=== Material provided ===
====================
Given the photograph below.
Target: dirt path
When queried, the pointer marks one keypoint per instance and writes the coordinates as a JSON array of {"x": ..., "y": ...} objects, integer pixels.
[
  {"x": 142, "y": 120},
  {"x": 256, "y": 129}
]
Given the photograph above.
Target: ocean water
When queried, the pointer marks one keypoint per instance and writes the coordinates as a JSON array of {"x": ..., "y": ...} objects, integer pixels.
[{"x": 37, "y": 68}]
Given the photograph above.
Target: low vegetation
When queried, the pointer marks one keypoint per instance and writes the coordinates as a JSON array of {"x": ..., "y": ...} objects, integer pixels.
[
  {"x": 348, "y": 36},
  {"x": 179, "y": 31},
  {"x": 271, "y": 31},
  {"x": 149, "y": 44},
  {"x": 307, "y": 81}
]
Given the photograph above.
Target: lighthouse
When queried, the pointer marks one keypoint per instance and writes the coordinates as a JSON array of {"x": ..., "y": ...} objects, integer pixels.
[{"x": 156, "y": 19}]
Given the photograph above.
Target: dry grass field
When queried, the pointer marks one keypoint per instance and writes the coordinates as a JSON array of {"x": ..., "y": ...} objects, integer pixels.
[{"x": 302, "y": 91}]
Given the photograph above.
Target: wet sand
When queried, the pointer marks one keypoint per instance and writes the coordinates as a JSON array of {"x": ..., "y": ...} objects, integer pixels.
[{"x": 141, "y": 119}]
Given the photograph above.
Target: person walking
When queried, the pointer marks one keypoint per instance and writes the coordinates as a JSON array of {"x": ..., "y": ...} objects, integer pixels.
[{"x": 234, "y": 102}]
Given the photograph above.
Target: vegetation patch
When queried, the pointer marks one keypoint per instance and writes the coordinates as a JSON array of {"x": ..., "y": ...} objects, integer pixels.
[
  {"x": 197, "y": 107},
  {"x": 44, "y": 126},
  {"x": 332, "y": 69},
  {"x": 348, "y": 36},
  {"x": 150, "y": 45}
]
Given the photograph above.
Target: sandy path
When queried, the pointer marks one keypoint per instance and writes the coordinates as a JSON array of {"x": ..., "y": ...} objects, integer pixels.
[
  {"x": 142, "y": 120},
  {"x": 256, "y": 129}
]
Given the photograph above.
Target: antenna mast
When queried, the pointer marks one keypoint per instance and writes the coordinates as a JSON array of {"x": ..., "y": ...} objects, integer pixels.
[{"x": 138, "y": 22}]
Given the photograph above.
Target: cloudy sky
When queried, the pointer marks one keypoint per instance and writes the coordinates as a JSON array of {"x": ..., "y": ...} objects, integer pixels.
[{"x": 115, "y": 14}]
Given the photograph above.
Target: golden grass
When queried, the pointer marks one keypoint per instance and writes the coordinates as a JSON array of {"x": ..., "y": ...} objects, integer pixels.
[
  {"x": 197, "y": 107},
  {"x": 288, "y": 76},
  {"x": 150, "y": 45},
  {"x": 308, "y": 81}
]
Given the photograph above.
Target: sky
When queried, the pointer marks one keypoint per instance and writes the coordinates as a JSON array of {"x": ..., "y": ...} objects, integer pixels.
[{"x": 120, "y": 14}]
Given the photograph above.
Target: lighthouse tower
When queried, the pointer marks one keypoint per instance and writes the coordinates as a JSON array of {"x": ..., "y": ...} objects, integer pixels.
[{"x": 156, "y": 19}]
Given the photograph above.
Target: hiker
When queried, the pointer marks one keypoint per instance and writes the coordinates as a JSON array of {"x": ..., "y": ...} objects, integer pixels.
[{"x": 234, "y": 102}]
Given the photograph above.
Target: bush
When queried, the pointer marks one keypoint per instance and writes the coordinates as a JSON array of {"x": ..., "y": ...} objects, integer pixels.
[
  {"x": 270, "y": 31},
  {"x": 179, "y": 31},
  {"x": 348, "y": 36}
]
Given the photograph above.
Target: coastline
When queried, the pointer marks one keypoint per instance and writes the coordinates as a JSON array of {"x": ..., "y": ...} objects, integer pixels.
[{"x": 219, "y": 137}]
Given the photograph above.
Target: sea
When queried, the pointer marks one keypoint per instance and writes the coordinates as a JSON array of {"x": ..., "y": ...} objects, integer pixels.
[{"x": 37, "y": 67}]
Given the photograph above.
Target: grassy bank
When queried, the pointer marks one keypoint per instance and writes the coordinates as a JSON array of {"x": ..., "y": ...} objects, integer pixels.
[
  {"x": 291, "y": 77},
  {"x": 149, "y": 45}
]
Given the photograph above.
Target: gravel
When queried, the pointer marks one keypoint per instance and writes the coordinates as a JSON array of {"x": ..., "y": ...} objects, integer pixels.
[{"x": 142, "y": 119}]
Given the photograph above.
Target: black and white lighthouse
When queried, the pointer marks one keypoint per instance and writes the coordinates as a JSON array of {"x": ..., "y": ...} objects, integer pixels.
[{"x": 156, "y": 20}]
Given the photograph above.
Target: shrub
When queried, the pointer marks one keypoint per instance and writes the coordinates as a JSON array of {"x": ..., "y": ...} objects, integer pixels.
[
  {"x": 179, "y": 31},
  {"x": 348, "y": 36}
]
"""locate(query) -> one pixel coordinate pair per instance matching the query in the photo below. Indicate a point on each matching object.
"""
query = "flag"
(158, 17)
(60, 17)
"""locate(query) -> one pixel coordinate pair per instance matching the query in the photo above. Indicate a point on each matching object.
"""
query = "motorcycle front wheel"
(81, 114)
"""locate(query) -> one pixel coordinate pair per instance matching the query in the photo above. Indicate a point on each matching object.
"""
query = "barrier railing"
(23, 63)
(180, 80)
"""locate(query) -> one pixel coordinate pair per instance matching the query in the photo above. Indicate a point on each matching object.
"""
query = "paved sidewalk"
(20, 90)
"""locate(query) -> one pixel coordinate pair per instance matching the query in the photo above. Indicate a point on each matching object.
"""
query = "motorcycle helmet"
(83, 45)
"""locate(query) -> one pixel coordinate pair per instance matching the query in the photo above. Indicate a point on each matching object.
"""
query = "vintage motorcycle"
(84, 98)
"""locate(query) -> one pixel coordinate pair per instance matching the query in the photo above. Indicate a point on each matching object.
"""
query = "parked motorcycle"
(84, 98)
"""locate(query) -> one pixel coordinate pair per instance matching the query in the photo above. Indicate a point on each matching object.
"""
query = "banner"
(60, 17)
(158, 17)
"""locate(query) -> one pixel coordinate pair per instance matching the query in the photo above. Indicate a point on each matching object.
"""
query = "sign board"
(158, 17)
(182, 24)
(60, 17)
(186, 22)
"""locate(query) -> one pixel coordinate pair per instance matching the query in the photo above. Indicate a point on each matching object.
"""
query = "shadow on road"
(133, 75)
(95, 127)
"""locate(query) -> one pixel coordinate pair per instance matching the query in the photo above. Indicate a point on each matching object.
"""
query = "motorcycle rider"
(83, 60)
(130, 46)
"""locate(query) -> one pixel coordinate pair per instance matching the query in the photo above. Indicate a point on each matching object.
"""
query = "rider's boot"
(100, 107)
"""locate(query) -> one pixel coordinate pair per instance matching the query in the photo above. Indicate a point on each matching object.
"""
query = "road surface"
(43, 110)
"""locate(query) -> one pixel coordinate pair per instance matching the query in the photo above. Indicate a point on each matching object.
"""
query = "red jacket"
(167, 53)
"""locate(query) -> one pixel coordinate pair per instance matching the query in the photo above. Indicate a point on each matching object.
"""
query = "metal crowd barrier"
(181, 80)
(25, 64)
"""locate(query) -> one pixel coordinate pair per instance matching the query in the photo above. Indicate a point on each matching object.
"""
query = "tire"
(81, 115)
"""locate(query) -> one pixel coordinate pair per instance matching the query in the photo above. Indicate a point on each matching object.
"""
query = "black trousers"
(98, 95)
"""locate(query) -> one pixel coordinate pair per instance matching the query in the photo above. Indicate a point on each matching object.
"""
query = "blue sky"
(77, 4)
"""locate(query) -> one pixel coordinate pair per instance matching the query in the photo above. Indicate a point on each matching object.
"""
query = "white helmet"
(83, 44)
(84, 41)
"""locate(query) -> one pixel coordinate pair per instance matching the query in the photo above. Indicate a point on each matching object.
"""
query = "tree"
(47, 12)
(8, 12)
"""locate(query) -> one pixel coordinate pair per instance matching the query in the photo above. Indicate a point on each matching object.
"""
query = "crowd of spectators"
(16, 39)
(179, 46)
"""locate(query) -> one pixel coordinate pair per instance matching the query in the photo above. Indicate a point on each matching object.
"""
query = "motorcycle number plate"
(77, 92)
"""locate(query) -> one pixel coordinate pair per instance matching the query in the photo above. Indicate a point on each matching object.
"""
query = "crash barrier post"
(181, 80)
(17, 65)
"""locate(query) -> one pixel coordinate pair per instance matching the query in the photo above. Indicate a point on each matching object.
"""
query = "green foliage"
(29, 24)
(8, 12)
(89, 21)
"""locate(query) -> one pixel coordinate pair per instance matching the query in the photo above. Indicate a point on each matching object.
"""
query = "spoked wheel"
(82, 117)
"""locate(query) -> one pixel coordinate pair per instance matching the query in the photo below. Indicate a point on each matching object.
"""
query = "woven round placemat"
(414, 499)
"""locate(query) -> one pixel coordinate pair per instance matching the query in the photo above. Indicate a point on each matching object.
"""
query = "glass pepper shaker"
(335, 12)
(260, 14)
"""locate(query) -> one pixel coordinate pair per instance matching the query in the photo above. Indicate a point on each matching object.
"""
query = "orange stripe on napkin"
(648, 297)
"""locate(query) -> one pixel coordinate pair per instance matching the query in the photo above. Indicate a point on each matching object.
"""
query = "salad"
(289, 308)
====================
Search the entries above for the string "lighthouse". Copy each line that holds it.

=== Solution to the problem ===
Target: lighthouse
Target: lighthouse tower
Target: black and white lighthouse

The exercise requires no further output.